- What you have to do -
Please copy the records from the very start through the line containing "point(92, 63)", changing "innermost point" to "central point" everywhere and keeping everything else the same. Leave the pictures out.

- Records for the exercise -
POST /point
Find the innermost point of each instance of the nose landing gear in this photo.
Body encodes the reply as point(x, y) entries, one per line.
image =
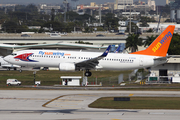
point(88, 73)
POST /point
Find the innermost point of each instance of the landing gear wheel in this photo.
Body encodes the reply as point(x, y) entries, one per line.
point(88, 74)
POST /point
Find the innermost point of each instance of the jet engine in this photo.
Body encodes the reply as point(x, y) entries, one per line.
point(67, 67)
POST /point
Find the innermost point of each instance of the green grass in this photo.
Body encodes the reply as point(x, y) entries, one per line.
point(108, 78)
point(138, 103)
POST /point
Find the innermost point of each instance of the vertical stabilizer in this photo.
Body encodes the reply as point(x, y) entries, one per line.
point(160, 45)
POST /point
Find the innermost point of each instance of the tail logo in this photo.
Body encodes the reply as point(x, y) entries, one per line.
point(25, 57)
point(166, 38)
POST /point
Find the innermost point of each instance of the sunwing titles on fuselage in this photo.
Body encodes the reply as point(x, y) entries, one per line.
point(77, 60)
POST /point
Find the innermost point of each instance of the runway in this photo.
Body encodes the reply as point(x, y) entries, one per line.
point(73, 105)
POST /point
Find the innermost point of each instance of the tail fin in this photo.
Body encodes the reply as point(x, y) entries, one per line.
point(160, 46)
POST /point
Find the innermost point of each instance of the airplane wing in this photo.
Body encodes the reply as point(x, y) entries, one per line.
point(11, 66)
point(92, 63)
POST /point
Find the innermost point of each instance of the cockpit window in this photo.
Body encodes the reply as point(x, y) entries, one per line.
point(13, 54)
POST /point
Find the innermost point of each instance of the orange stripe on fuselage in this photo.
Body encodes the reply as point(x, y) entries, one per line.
point(160, 46)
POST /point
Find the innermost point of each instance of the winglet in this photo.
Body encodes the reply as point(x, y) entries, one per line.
point(106, 51)
point(117, 50)
point(160, 46)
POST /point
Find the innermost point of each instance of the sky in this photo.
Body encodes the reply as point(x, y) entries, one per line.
point(158, 2)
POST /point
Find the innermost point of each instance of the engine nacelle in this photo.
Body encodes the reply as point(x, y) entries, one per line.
point(67, 67)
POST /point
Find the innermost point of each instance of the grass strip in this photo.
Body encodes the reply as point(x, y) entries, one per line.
point(138, 103)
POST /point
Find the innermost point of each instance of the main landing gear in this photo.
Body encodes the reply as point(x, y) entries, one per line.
point(88, 73)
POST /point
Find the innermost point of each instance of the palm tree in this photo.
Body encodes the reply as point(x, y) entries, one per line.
point(133, 41)
point(149, 40)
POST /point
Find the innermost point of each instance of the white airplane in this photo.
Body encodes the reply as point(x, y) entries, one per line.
point(8, 66)
point(155, 54)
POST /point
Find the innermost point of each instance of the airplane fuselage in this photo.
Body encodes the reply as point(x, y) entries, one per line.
point(53, 58)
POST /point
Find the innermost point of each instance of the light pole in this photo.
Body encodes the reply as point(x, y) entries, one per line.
point(65, 3)
point(130, 21)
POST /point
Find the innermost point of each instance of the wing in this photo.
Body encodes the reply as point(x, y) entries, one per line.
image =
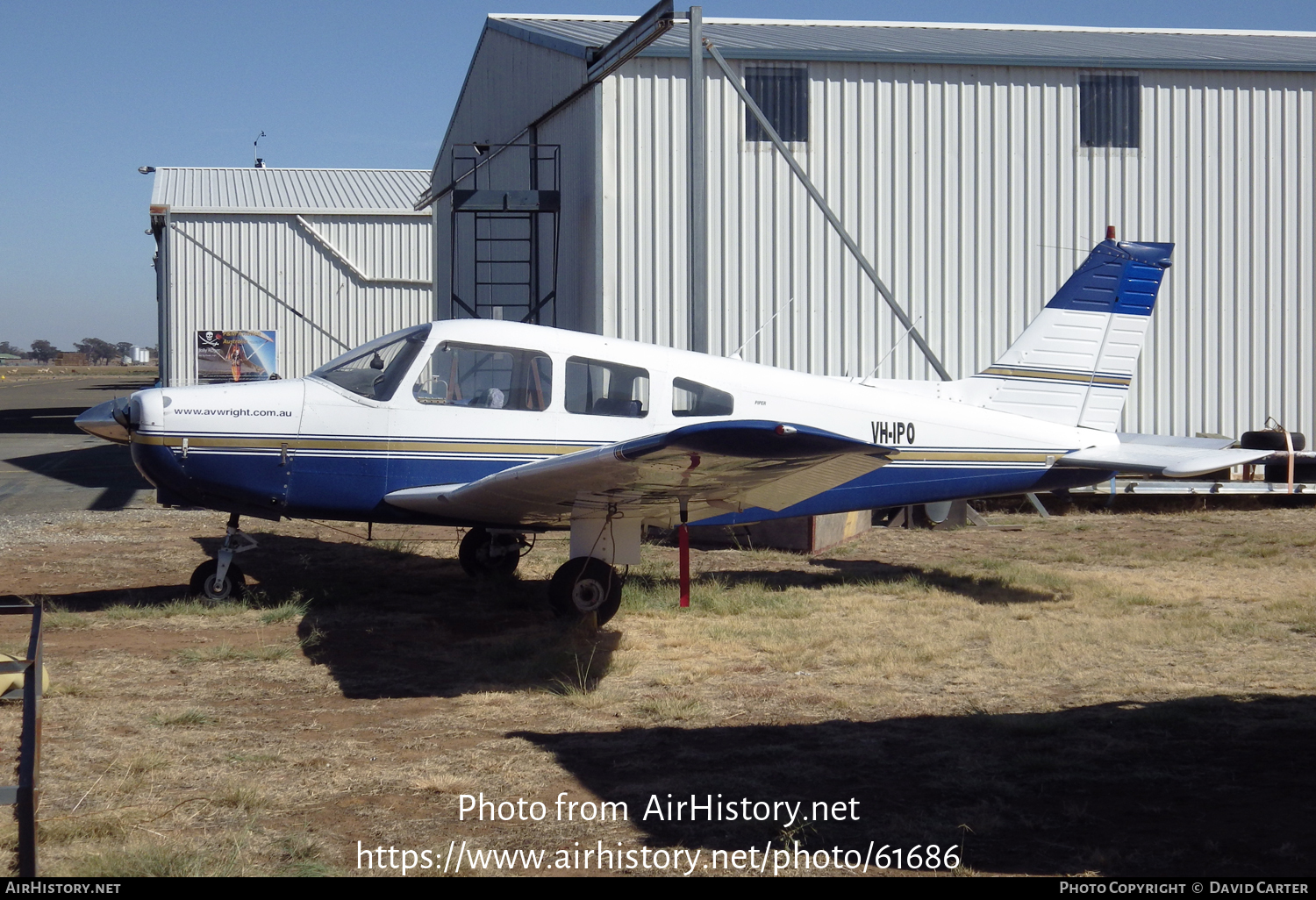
point(715, 468)
point(1162, 455)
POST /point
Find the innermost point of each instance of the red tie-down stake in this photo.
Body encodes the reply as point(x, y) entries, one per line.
point(683, 542)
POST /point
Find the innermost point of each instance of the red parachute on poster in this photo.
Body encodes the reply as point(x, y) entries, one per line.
point(236, 357)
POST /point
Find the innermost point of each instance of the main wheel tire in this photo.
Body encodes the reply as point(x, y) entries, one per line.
point(204, 586)
point(479, 560)
point(586, 586)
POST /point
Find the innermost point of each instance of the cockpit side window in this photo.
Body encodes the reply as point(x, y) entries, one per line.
point(694, 399)
point(484, 376)
point(375, 368)
point(603, 389)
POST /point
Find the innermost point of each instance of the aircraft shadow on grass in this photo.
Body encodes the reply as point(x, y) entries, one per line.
point(1205, 786)
point(107, 466)
point(861, 573)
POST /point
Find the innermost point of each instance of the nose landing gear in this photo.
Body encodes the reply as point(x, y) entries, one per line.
point(220, 579)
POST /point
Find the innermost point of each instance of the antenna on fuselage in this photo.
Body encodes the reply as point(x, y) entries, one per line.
point(891, 350)
point(736, 353)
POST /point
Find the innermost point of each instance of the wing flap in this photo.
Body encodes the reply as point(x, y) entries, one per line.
point(713, 468)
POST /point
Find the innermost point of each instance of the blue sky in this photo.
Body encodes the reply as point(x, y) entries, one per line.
point(89, 91)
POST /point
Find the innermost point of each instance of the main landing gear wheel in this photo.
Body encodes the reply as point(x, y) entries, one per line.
point(204, 584)
point(586, 586)
point(489, 555)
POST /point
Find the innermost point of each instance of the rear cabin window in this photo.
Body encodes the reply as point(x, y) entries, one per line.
point(375, 370)
point(603, 389)
point(487, 378)
point(694, 399)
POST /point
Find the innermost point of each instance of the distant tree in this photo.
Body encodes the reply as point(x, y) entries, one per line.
point(44, 350)
point(97, 350)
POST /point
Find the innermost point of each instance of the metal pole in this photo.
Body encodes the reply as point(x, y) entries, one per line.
point(697, 189)
point(826, 212)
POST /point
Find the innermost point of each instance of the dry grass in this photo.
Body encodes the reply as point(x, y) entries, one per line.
point(1111, 694)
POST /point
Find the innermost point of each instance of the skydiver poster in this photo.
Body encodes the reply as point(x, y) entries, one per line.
point(234, 357)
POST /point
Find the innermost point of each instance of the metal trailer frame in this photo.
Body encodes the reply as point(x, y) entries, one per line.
point(25, 795)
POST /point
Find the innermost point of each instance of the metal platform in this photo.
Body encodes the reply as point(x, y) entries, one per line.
point(1145, 487)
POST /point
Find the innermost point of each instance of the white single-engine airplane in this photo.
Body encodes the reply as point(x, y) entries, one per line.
point(512, 429)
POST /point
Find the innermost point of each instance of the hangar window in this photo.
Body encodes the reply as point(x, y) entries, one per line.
point(375, 370)
point(783, 95)
point(603, 389)
point(694, 399)
point(490, 378)
point(1110, 111)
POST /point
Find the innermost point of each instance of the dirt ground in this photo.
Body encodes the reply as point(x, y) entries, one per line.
point(1108, 694)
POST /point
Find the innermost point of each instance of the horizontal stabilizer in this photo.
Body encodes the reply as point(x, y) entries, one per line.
point(715, 468)
point(1191, 457)
point(1074, 362)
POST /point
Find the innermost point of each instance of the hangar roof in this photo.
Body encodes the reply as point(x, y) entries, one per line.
point(940, 42)
point(375, 191)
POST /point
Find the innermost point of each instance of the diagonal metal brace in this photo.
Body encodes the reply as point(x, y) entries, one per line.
point(826, 212)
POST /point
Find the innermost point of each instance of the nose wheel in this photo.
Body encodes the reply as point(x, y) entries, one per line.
point(220, 579)
point(490, 554)
point(586, 586)
point(207, 586)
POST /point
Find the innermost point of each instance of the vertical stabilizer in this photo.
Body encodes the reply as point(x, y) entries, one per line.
point(1073, 363)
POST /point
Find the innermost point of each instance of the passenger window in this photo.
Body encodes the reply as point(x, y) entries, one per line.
point(694, 399)
point(490, 378)
point(603, 389)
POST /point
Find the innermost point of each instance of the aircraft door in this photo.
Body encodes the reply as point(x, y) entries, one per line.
point(473, 411)
point(341, 463)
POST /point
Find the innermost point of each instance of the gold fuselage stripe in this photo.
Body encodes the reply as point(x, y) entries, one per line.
point(903, 455)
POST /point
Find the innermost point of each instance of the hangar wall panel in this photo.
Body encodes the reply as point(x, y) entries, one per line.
point(510, 84)
point(970, 194)
point(262, 271)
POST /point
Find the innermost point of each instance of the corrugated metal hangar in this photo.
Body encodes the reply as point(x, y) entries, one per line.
point(973, 165)
point(313, 261)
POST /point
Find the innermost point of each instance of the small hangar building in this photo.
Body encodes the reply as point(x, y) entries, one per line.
point(974, 166)
point(315, 261)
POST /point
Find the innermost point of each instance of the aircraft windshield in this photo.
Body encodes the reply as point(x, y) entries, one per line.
point(494, 378)
point(375, 368)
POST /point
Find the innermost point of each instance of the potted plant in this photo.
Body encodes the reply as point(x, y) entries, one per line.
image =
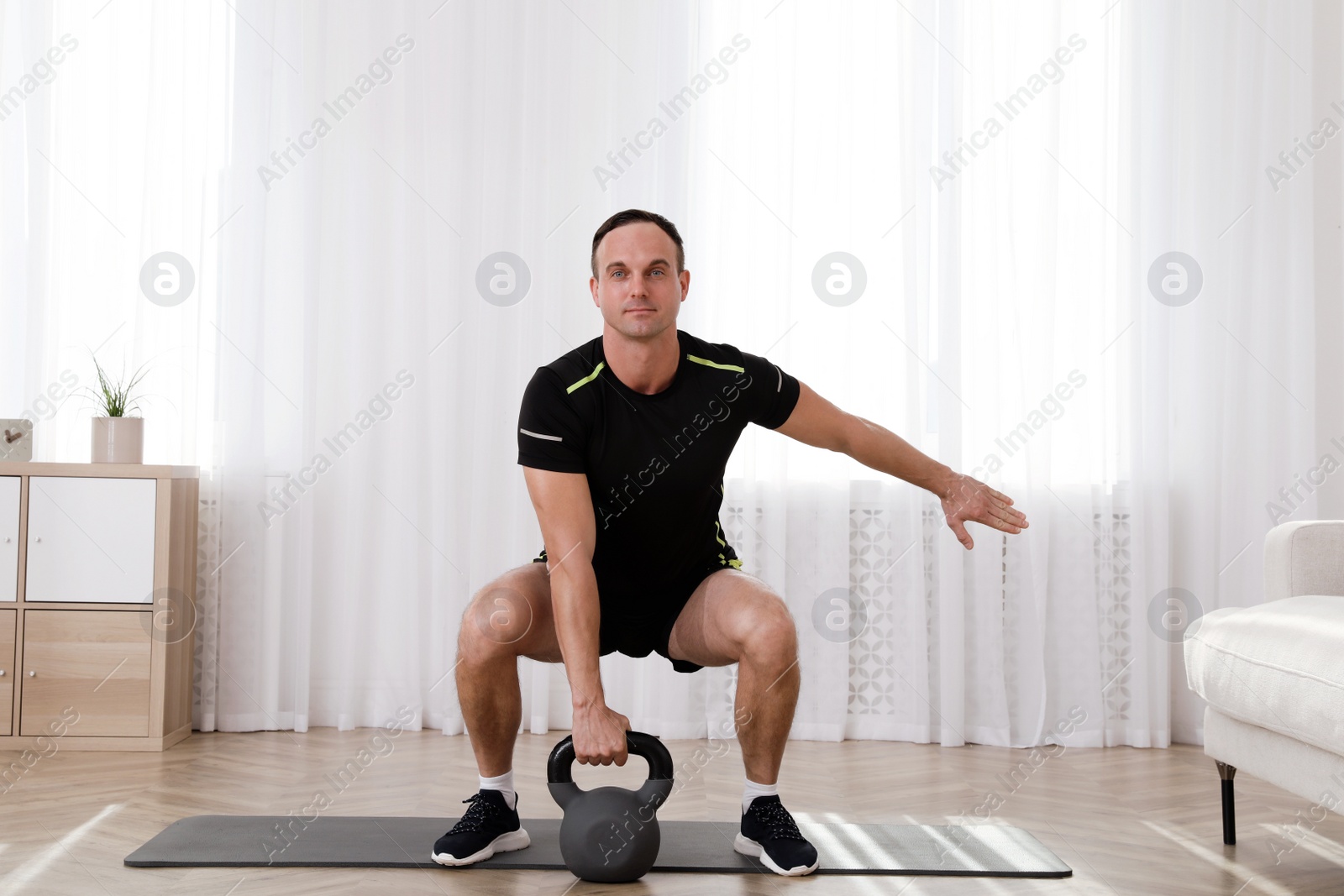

- Solution for this task -
POST /point
Find the central point of each instance of the nose landing gear in this photo.
Body encodes the reply as point(x, y) entries, one per line.
image =
point(88, 73)
POST /point
Find the central point of each instance of the landing gear wheel in this photo.
Body encodes the reply as point(x, y) entries, one per line.
point(88, 74)
POST /point
Find the central point of each instance of the jet engine in this photo.
Body encodes the reply as point(x, y) entries, one per line.
point(67, 67)
POST /point
Find the central point of each instance of the green grass in this photo.
Body encodes the reply as point(x, y) entries, one per line.
point(108, 78)
point(138, 103)
POST /point
Find the central point of each instance of the vertical stabilizer in this photo.
Body encodes the reply as point(x, y) entries, one per line.
point(160, 45)
POST /point
Find the central point of each instance of the tail logo in this photo.
Body encodes the reply as point(x, y) entries, one per line.
point(25, 57)
point(166, 38)
POST /point
Find the central point of each instance of the sunwing titles on fuselage in this photo.
Body encodes the reply as point(x, y) entries, one per line.
point(77, 60)
POST /point
Find the central point of each instance of the runway in this photo.
Body encodes the reply as point(x, y) entries, one per line.
point(73, 105)
POST /point
Find the central point of each instance of the tail fin in this photo.
Body encodes the reply as point(x, y) entries, one per line.
point(160, 46)
POST /point
Find the central point of each instance of the airplane wing in this photo.
Body encodes the reply as point(x, y) entries, one per line.
point(11, 66)
point(92, 63)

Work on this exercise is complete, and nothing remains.